→ **SHORT TASK**
Rewrite everything in the material below from the line containing "query: the noun phrase to segment: sunset" down to the line containing "POLYGON ((0 94, 171", requests included, and nothing else. Shift each coordinate in the answers by adding 115 to it.

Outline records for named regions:
= = = =
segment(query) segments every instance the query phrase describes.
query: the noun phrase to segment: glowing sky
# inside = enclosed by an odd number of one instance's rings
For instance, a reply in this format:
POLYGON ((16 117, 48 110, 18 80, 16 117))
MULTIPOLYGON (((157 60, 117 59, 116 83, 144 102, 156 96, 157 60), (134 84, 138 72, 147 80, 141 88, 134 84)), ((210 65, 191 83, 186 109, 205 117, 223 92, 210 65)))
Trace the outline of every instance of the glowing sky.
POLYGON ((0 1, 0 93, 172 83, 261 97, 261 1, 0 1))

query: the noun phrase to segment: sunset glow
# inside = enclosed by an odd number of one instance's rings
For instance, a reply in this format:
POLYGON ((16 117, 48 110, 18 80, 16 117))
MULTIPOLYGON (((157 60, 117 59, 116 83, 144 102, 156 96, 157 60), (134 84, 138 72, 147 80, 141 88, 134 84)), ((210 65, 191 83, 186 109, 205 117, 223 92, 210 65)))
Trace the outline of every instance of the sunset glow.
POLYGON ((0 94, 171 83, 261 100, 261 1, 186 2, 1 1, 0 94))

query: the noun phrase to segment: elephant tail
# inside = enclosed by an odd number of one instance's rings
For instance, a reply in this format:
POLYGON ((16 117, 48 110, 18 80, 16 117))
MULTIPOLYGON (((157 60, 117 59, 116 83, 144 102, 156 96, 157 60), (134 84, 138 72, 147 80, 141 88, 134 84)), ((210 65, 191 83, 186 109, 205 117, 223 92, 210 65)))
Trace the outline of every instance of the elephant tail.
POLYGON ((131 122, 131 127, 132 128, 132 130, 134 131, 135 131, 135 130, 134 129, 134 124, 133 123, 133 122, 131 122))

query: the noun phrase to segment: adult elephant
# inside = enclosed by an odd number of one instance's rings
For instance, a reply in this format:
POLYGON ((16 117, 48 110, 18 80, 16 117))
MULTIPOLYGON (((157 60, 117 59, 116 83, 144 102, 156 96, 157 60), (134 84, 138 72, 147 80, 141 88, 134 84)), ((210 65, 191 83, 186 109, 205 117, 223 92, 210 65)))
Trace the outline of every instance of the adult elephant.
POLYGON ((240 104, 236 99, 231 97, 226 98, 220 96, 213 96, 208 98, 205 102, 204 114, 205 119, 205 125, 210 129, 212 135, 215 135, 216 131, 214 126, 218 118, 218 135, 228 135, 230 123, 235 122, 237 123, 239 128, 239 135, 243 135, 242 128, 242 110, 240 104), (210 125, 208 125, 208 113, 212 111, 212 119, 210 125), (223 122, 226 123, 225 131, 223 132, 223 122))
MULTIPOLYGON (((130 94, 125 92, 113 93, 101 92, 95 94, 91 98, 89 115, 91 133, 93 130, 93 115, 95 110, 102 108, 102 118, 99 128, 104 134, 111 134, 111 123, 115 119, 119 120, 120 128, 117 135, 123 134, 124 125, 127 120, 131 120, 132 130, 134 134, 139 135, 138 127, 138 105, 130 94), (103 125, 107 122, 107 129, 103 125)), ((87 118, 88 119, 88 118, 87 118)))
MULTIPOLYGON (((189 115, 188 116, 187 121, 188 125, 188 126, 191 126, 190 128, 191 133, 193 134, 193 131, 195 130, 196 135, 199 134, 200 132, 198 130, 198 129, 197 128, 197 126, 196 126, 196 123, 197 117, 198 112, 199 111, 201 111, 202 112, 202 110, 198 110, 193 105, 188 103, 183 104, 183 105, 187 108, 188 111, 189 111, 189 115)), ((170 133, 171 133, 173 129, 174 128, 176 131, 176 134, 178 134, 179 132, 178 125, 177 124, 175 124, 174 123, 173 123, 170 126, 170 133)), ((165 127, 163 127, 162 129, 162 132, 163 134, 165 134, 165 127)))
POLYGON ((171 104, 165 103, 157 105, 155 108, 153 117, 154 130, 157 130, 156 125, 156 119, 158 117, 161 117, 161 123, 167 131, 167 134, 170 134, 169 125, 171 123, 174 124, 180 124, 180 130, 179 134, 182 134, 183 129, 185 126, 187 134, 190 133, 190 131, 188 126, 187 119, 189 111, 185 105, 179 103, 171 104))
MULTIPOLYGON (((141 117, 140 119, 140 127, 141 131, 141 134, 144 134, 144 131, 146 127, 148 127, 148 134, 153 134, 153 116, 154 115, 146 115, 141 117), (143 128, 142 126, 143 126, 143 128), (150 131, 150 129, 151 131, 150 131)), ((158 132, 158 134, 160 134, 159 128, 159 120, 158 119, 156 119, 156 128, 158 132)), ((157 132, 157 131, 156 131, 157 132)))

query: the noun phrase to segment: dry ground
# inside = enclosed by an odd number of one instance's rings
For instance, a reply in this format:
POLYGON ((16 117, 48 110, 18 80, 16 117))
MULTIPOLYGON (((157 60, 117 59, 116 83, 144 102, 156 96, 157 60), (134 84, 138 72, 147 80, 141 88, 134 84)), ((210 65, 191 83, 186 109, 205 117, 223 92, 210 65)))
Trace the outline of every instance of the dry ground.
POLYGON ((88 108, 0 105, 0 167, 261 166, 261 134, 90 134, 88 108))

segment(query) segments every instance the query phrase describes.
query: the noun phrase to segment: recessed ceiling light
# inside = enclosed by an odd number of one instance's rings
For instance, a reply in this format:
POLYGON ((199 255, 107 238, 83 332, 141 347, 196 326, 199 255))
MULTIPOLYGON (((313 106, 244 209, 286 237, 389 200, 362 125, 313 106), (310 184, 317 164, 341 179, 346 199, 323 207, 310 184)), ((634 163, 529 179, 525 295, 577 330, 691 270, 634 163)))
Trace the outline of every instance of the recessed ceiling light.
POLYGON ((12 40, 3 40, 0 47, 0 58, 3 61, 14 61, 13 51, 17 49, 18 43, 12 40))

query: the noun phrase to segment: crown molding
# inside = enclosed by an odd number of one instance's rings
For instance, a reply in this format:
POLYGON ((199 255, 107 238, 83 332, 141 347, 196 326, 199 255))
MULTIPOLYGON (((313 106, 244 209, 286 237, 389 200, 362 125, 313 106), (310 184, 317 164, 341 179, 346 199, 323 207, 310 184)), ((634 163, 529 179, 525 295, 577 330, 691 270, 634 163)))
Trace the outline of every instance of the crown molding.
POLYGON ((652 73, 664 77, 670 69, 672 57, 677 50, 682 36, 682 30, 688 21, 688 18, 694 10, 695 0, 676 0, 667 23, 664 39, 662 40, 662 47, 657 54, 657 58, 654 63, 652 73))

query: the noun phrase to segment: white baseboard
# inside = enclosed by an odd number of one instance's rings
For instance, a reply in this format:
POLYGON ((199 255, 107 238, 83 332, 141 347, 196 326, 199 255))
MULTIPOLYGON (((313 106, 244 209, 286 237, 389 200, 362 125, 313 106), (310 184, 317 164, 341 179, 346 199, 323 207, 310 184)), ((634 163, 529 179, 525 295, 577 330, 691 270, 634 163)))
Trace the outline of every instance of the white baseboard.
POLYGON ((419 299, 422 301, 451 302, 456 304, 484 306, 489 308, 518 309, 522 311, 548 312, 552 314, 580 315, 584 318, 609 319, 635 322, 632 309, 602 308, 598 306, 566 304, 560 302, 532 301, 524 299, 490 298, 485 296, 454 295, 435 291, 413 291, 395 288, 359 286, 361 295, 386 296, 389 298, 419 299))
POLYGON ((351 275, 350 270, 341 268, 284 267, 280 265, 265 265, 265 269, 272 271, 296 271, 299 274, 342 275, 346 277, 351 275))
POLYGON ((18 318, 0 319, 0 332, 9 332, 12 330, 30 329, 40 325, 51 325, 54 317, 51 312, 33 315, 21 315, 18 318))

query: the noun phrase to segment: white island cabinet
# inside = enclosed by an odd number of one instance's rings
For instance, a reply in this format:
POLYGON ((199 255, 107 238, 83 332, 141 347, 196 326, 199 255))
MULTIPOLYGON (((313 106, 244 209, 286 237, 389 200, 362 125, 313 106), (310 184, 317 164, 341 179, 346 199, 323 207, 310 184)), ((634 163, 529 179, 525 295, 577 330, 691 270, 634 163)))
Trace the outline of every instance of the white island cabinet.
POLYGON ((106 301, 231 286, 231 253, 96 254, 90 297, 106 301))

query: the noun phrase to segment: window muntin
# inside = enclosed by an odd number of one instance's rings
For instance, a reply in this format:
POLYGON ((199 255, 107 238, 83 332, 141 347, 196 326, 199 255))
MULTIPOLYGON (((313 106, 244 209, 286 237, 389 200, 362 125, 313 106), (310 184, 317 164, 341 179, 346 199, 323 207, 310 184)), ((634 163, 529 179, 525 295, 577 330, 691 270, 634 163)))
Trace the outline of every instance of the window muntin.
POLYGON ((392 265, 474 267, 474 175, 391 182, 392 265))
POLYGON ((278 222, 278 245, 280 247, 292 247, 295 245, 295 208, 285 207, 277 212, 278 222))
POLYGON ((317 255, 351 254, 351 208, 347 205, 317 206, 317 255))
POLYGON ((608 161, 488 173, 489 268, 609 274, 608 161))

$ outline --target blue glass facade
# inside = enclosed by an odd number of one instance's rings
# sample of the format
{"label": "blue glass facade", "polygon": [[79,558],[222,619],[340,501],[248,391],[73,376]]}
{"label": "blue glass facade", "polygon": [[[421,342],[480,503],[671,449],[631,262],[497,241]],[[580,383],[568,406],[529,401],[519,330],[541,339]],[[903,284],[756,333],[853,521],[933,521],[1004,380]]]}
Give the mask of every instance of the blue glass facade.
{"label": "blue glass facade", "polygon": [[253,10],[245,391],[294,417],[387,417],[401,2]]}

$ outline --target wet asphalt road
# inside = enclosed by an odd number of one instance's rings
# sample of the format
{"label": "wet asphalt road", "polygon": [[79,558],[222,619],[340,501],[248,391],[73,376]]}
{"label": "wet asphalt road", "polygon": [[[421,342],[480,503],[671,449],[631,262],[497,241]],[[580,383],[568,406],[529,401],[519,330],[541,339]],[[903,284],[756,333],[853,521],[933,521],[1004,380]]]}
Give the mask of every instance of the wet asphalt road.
= = = =
→ **RESPONSE**
query: the noun phrase to segment: sunset glow
# inside = enclosed by an odd number of one instance's rings
For instance, a reply in this format:
POLYGON ((16 117, 48 110, 18 80, 16 117))
MULTIPOLYGON (((157 60, 117 59, 116 83, 144 102, 156 96, 157 60), (134 84, 138 72, 147 80, 141 88, 134 84)), ((210 65, 191 83, 186 109, 205 117, 223 92, 210 65)))
Trace the outline of every instance of the sunset glow.
POLYGON ((115 209, 286 198, 376 215, 376 116, 301 117, 116 116, 115 209))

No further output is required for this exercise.